Directive —
Count the lines in the data below that contain the string "cymbal", treating case as significant, and reply with the number alone.

-----

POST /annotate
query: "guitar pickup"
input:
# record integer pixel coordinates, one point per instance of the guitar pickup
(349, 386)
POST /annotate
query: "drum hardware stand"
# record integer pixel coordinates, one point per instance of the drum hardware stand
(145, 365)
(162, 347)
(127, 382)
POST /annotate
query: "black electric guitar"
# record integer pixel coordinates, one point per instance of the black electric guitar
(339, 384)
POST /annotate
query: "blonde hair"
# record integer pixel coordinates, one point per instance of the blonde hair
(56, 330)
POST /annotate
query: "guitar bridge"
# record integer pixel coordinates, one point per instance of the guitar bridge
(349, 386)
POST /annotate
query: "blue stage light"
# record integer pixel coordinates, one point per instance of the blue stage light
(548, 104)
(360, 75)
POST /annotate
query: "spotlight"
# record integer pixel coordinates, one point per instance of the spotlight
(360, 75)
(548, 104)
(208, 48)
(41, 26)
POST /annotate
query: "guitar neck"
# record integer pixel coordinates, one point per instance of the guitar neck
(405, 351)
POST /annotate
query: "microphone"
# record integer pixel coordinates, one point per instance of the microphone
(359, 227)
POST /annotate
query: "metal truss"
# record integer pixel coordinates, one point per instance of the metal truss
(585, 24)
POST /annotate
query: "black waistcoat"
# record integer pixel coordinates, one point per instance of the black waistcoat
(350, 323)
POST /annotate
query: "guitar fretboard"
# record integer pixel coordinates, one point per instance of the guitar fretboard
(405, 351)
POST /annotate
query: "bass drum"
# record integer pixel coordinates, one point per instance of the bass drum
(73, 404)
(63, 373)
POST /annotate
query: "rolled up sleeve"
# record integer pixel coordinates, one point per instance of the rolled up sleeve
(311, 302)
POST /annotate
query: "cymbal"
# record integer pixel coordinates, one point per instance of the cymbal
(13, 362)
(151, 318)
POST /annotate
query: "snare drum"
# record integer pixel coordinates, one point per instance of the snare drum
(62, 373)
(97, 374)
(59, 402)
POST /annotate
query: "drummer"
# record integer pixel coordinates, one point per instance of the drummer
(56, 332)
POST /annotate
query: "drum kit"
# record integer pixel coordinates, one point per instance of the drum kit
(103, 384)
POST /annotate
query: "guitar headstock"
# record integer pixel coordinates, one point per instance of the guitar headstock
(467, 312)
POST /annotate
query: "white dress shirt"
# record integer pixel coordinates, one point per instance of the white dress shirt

-----

Response for this exercise —
2